Object pointing dataset items
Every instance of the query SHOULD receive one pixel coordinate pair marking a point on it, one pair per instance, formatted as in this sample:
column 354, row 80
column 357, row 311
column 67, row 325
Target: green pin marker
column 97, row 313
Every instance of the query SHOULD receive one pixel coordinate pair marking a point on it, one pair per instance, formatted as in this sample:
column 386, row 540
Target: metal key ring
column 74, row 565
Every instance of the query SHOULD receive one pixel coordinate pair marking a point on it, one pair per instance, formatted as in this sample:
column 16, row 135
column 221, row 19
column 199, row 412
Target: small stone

...

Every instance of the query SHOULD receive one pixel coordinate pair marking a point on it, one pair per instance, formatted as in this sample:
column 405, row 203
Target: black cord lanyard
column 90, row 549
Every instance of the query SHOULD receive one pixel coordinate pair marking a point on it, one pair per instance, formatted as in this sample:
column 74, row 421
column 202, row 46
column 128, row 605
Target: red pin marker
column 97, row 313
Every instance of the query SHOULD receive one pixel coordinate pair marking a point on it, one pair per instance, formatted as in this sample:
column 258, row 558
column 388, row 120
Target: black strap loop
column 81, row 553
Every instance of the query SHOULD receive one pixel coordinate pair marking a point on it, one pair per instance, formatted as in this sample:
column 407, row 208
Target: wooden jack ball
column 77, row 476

---

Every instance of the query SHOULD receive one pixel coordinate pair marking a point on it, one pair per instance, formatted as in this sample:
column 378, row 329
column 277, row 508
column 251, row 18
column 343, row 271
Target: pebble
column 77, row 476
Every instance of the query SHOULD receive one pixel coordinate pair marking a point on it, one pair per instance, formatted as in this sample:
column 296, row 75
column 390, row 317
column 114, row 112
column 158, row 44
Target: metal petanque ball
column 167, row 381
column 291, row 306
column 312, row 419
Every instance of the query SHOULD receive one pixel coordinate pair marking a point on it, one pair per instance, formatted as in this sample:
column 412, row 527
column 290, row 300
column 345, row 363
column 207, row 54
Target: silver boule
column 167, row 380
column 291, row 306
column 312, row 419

» Stated task: Locate every line in the items above that contains the word "ball", and copy each such line in full.

» Exercise response:
Target: wooden jack ball
Target: metal petanque ball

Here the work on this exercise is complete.